Lines to return, exactly: from the line with "mark the clear" to the line with "the green chip" in the entries below, both included.

* [GIVEN DATA]:
Content starts

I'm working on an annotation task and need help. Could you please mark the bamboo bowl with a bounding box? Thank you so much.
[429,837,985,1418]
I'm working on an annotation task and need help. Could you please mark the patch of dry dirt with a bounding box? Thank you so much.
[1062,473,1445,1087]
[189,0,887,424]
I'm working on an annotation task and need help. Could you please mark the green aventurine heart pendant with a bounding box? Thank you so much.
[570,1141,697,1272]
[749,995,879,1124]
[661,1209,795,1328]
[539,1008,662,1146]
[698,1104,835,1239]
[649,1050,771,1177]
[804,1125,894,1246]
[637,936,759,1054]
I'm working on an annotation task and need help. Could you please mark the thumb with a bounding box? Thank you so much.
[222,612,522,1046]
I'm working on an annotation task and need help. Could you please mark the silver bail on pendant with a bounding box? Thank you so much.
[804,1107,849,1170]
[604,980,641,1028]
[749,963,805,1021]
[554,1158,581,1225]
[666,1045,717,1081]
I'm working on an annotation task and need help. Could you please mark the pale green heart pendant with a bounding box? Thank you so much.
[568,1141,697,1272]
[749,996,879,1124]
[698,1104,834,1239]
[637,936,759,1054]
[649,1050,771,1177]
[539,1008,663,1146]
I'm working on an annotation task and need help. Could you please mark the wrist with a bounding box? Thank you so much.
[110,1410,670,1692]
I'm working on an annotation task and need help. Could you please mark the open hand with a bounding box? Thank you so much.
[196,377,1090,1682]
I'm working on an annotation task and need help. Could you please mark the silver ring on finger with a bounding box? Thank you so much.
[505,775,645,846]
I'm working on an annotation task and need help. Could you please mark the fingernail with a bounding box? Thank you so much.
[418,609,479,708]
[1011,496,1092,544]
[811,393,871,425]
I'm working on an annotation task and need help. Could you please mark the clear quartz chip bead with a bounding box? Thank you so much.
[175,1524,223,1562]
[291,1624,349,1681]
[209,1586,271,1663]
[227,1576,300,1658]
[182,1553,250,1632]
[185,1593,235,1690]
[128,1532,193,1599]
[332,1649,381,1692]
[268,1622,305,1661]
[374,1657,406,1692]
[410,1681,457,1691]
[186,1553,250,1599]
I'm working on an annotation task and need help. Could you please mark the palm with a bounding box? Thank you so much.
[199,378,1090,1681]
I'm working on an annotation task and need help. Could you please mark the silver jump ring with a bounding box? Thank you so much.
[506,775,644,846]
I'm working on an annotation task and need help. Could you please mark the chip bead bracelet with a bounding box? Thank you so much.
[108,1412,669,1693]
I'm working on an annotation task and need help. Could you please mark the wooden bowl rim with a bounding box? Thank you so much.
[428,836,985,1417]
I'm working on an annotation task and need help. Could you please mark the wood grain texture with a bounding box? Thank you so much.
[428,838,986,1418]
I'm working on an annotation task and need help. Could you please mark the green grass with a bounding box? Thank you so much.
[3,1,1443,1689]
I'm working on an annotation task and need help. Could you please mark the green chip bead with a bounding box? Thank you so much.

Content ends
Content starts

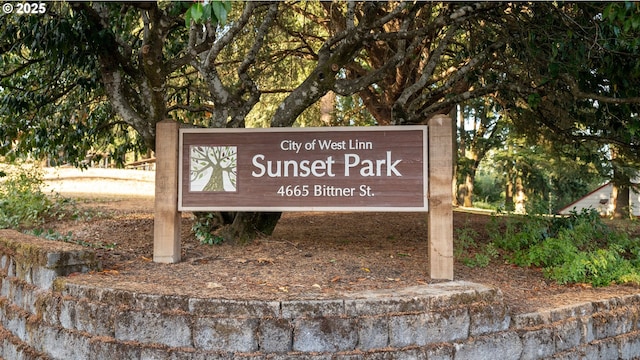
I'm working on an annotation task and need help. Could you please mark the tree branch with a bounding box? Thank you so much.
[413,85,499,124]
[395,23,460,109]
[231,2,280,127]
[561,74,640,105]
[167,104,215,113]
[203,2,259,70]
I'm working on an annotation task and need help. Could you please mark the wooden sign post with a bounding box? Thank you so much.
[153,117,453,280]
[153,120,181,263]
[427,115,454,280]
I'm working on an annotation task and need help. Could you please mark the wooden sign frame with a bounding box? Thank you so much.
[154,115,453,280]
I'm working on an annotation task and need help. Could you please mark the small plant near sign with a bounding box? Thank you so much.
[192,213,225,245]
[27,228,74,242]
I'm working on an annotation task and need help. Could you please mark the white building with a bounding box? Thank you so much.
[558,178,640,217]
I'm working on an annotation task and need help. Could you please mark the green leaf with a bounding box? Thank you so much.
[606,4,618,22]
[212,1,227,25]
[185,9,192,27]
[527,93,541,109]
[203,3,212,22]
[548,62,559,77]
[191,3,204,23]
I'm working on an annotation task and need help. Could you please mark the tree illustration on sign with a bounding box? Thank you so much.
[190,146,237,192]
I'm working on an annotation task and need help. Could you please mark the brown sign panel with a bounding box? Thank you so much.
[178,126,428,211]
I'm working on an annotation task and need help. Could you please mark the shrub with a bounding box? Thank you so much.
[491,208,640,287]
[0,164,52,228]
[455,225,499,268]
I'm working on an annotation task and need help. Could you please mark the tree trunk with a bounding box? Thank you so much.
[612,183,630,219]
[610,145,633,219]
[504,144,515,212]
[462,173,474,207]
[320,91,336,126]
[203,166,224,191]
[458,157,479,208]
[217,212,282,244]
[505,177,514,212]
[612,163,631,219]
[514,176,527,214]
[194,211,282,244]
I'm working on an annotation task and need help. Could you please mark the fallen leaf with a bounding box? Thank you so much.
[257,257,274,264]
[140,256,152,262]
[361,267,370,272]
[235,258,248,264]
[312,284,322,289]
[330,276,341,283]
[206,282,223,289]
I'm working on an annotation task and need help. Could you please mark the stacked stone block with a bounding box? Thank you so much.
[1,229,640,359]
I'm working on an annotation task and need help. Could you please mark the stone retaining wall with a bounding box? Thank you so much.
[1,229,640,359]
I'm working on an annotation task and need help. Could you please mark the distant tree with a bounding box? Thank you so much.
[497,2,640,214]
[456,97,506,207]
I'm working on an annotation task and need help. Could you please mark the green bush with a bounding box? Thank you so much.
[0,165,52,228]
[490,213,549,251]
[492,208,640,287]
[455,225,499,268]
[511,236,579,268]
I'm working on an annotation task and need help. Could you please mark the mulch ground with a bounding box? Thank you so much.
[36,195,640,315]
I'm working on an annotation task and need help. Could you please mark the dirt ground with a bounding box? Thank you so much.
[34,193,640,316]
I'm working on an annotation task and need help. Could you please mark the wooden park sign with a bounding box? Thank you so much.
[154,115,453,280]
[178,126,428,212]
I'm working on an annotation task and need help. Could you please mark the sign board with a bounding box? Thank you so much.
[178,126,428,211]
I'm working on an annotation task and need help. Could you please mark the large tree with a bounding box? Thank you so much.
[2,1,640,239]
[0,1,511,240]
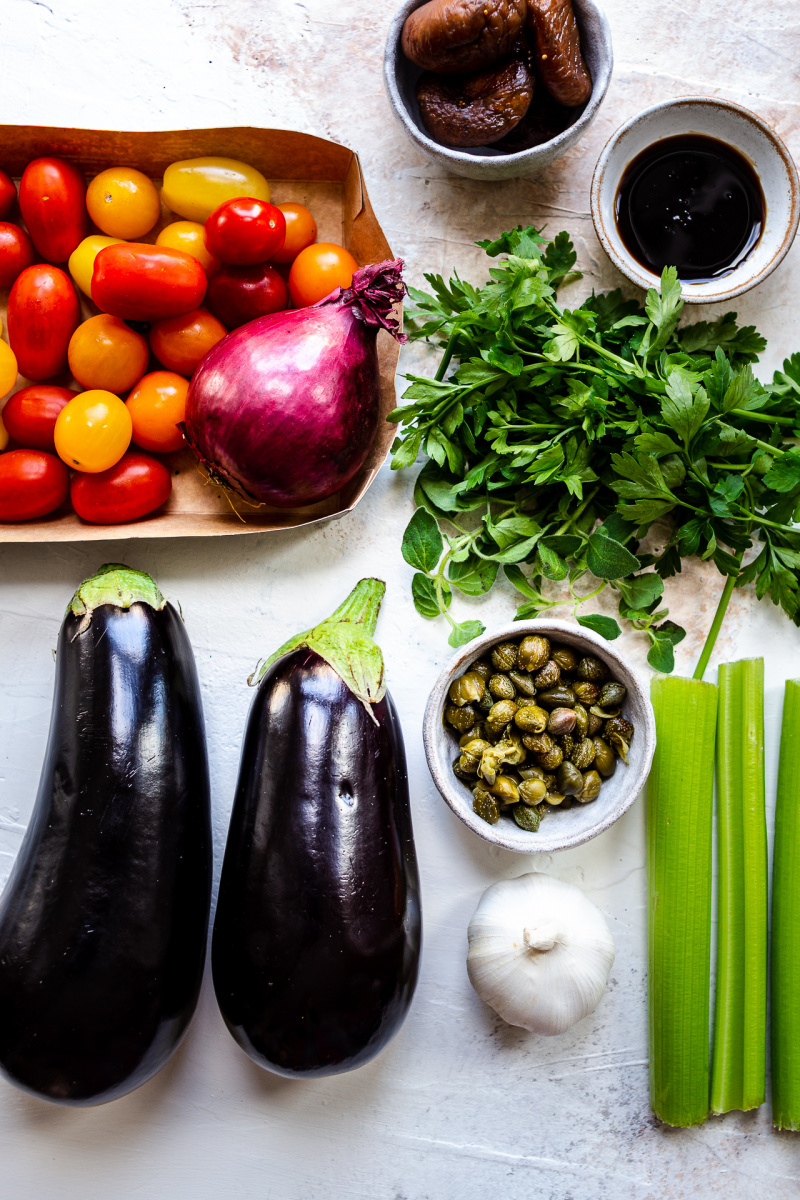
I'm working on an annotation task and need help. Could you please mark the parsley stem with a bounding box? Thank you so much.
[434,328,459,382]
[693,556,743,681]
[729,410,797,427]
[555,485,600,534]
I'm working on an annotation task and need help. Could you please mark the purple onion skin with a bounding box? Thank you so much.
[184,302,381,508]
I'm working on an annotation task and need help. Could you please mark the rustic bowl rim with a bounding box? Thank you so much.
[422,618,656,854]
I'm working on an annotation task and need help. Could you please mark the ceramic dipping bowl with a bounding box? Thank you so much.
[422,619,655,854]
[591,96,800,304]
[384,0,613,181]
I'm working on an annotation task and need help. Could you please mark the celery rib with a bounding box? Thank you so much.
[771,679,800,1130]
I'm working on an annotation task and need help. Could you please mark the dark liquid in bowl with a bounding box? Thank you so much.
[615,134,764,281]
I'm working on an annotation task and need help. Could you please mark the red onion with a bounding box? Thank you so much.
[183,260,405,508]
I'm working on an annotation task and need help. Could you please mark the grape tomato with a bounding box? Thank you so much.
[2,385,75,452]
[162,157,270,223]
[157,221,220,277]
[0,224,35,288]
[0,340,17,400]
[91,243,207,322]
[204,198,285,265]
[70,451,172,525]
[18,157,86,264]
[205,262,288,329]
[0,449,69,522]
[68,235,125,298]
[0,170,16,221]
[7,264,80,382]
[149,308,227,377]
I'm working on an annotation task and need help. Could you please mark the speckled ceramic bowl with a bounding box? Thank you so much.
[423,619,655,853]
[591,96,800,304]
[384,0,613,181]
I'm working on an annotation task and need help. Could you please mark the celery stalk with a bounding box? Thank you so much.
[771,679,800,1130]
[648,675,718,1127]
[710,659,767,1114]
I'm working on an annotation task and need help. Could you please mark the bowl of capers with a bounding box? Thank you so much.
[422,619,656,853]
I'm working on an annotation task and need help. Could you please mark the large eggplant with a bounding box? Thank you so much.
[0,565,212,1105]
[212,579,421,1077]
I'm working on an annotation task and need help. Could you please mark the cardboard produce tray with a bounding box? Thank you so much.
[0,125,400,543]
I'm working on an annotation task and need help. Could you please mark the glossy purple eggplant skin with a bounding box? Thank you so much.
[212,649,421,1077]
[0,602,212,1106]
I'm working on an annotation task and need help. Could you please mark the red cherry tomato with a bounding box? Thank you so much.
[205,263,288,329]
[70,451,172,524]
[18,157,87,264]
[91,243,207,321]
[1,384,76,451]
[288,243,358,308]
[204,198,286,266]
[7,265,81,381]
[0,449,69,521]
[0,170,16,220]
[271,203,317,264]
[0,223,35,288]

Content ends

* [REPLY TO THE TASK]:
I'm working on an annotation task and need help. Could you please mark the clear quartz chip bead with a bounding box? Thank you so much.
[175,1524,223,1562]
[291,1624,349,1681]
[209,1586,271,1663]
[227,1576,300,1658]
[182,1553,250,1632]
[185,1593,235,1690]
[128,1532,193,1599]
[332,1649,381,1692]
[268,1622,305,1661]
[374,1657,406,1692]
[410,1681,457,1691]
[186,1553,250,1599]
I'm working on an annotation task and need help. Could you please mark the palm with a bounding box? Thank you so much.
[199,378,1090,1681]
I'm working on an annotation task and need help. Could you please mark the silver jump ring with a bounding box? Thank you so much.
[506,775,644,846]
I'm working on an annotation task and need help. Could you please mark the chip bead bracelet with a bounding box? Thank you so much.
[108,1412,669,1693]
I'm working on an annotation task and need help. Could you please mark the wooden bowl rim with a bounding box? Thank you so much.
[428,836,985,1417]
I'm working on an annotation task and need help. Could you please mark the wood grain texture with a bounding box? Thank you so much.
[428,838,986,1418]
I'm working on an annotation task and need help. Could you please mark the green grass with a bounding box? Thank you so much.
[3,1,1443,1689]
I'm working on an annotation task and need help. Could you please mark the green chip bead with a bounding box? Thank you so much.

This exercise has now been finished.